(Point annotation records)

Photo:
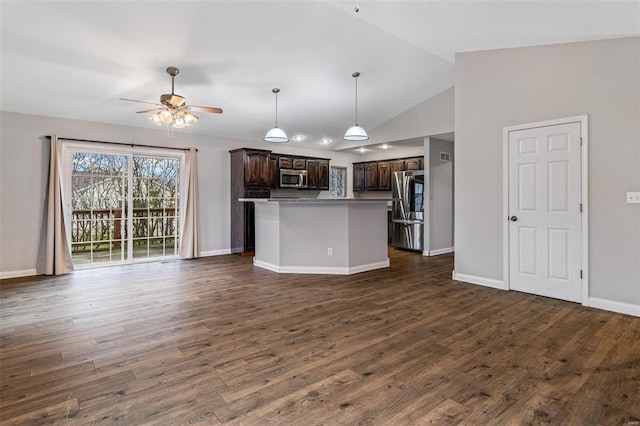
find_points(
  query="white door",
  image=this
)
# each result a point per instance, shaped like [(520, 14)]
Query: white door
[(544, 211)]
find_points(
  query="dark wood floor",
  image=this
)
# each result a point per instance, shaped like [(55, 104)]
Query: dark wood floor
[(218, 340)]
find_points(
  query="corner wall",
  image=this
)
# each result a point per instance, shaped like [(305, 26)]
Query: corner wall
[(507, 87)]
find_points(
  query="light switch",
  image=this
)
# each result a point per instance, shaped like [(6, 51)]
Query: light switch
[(633, 197)]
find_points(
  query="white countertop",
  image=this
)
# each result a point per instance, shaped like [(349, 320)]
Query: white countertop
[(316, 200)]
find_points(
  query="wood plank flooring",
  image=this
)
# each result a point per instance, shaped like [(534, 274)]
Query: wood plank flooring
[(219, 341)]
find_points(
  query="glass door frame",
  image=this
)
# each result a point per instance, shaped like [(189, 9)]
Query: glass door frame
[(130, 152)]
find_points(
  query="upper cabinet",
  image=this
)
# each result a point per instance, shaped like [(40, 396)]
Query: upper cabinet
[(413, 163), (256, 167), (384, 176), (358, 176), (323, 174), (376, 175), (312, 174), (299, 163), (371, 176), (317, 169)]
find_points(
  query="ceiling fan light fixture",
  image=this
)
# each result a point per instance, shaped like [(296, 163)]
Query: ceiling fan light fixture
[(179, 123), (356, 133), (276, 134), (165, 116)]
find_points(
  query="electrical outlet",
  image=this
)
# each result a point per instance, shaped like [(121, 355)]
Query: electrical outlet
[(633, 197)]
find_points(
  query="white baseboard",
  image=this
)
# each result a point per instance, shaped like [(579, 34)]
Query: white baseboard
[(613, 306), (487, 282), (321, 269), (214, 252), (16, 274), (438, 251)]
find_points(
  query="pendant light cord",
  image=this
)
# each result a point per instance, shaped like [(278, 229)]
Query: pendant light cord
[(356, 101)]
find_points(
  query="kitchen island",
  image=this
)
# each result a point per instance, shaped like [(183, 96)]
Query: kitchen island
[(320, 235)]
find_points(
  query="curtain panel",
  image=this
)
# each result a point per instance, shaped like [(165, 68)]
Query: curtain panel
[(54, 254), (189, 248)]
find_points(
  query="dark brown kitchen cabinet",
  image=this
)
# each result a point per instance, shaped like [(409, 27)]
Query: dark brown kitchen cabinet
[(323, 174), (384, 176), (273, 171), (299, 163), (312, 174), (396, 166), (250, 178), (285, 162), (358, 177), (371, 176), (256, 167), (413, 163), (377, 175)]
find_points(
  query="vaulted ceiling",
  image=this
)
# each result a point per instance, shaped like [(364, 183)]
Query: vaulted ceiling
[(75, 59)]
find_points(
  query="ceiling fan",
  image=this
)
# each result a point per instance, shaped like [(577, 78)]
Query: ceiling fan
[(173, 108)]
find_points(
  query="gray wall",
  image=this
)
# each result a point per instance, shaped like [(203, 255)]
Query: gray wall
[(440, 195), (507, 87), (23, 175)]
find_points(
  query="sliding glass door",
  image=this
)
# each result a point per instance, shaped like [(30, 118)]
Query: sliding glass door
[(125, 206)]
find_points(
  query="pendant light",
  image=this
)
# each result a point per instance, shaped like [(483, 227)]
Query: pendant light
[(276, 135), (356, 133)]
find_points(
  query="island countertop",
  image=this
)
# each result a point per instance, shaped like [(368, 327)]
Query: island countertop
[(316, 200), (320, 235)]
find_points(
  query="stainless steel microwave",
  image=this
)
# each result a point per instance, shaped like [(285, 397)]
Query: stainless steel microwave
[(293, 178)]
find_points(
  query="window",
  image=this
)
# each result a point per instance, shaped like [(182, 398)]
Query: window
[(338, 181), (125, 205)]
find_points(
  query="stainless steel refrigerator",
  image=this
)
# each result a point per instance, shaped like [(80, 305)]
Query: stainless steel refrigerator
[(407, 216)]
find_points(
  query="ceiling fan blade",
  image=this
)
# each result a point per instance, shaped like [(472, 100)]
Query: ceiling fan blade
[(150, 110), (140, 102), (206, 109)]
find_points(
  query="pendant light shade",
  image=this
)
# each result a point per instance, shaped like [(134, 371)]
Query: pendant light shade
[(276, 134), (356, 133)]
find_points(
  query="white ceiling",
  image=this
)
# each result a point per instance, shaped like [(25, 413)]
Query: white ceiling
[(75, 59)]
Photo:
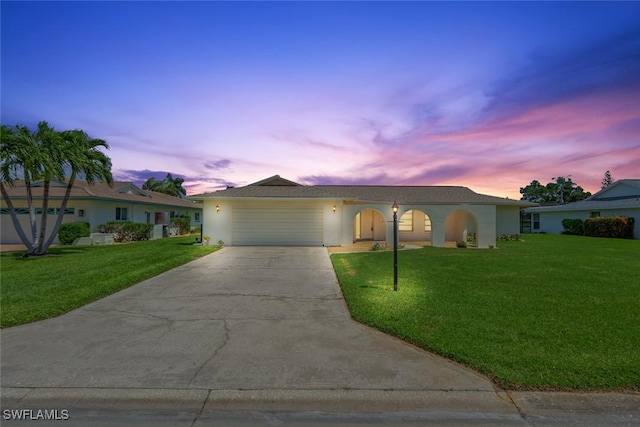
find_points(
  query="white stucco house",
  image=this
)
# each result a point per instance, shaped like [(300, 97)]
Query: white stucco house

» Requirement
Return the material exactly as given, apart from the pictures.

» Answer to this problem
Photo:
find_points(
  query="white door",
  image=this
)
# each result a point per instance, shaped like [(520, 14)]
Query: white door
[(544, 211)]
find_points(
  query="dark wood floor",
  image=this
)
# each result a point per instance, shaped like [(55, 104)]
Query: dark wood floor
[(218, 340)]
find_points(
  query="corner wall",
  image=this
)
# each result a point per instance, shaped like [(305, 26)]
Query: corner wall
[(507, 87)]
find_points(
  query="light switch",
  image=this
)
# each result a point per instance, shaped like [(6, 51)]
Query: light switch
[(633, 197)]
find_points(
  query="white countertop",
  image=this
)
# each result a point per instance, shaped like [(349, 320)]
Query: white countertop
[(316, 200)]
find_points(
  query="wood plank flooring",
  image=this
)
# each result a point per instance, shaped like [(534, 274)]
Query: wood plank flooring
[(219, 341)]
find_points(
  query="glass door frame",
  image=this
)
# each result a point per instance, shaped like [(189, 9)]
Query: glass door frame
[(130, 152)]
find_points(
  query="upper cabinet",
  image=this
)
# each result a point per instance, shaped like [(40, 396)]
Query: upper cabinet
[(413, 163), (256, 167), (384, 176), (358, 176), (323, 174), (376, 175), (312, 174), (299, 163), (371, 176), (317, 169)]
find_points(
  query="ceiling fan light fixture",
  image=this
)
# each result a point per instance, shaped like [(296, 163)]
Query: ceiling fan light fixture
[(179, 123), (356, 133), (276, 134), (165, 116)]
find_points(
  query="electrical outlet",
  image=this
)
# each result a point per instance, shaped like [(121, 355)]
Query: electrical outlet
[(633, 197)]
find_points(
  query="white baseboard",
  image=this
)
# each result a point per instance, shaped like [(579, 34)]
Query: white baseboard
[(613, 306), (487, 282), (321, 269), (214, 252), (16, 274), (438, 251)]
find_points(
  query="pendant light cord",
  image=this
)
# each result a point per instance, shaped like [(278, 229)]
Query: pendant light cord
[(356, 101)]
find_points(
  query="kitchen island",
  image=this
)
# each result a point per instance, shaped like [(183, 96)]
Query: kitchen island
[(320, 235)]
find_points(
  query="curtain panel",
  image=this
)
# each result a point per instance, shaped like [(165, 68)]
Query: curtain panel
[(54, 254), (189, 248)]
find_points(
  query="dark brown kitchen cabinet",
  image=this
)
# each result a point per instance, shaped like [(409, 27)]
Query: dark brown kitchen cabinet
[(323, 174), (384, 176), (273, 171), (299, 163), (312, 174), (396, 166), (250, 178), (285, 162), (358, 177), (371, 176), (256, 167), (413, 163), (377, 175)]
find_points(
  query="vaulted ceiling",
  image=this
)
# each result a point per instance, shaped like [(364, 183)]
Query: vaulted ceiling
[(75, 59)]
find_points(
  query="ceiling fan",
  image=this
)
# each result a point per instance, shaped like [(577, 78)]
Query: ceiling fan
[(173, 108)]
find_points(
  query="gray wall",
  image=this
)
# each result a point per instance, shaped like [(203, 255)]
Query: gray wall
[(440, 195), (507, 87), (23, 175)]
find_points(
  query="sliding glass door",
  image=this
)
# each result a point per instance, shaped like [(30, 118)]
Query: sliding glass door
[(125, 206)]
find_points(
  query="pendant light",
  image=this
)
# each result a point per instance, shaped like [(483, 227)]
Query: pendant light
[(276, 135), (356, 133)]
find_points(
  query="island countertop",
  image=this
)
# each result a point per instance, shaped like [(368, 327)]
Query: island countertop
[(316, 200), (320, 235)]
find_points(
  query="stainless steel microwave",
  image=this
)
# each result a point per instance, shaped like [(285, 397)]
Query: stainless steel microwave
[(293, 178)]
find_points(
  query="window",
  image=this
)
# each result a point per instance, shaped like [(182, 398)]
Query: window
[(338, 181), (125, 205)]
find_points(
  query="stainless steel refrigerator",
  image=this
)
# each result a point per instance, shaped like [(80, 305)]
Query: stainless steel refrigerator
[(407, 216)]
find_points(
  query="ceiling fan blade",
  image=this
)
# each result a point per instance, shaped like [(472, 100)]
Query: ceiling fan blade
[(150, 110), (140, 102), (206, 109)]
find_points(
  query="pendant light shade",
  image=this
)
# each result a point per instance, shaped like [(134, 371)]
Query: pendant light shade
[(276, 134), (356, 133)]
find_points(
  query="white ceiling",
  image=this
)
# each result a point per instance, shaped like [(25, 413)]
Query: white ceiling
[(75, 59)]
Photo:
find_points(
  query="white stucco house",
  image=this
)
# each result a point per instance, shaped like [(300, 97)]
Query: white stucco house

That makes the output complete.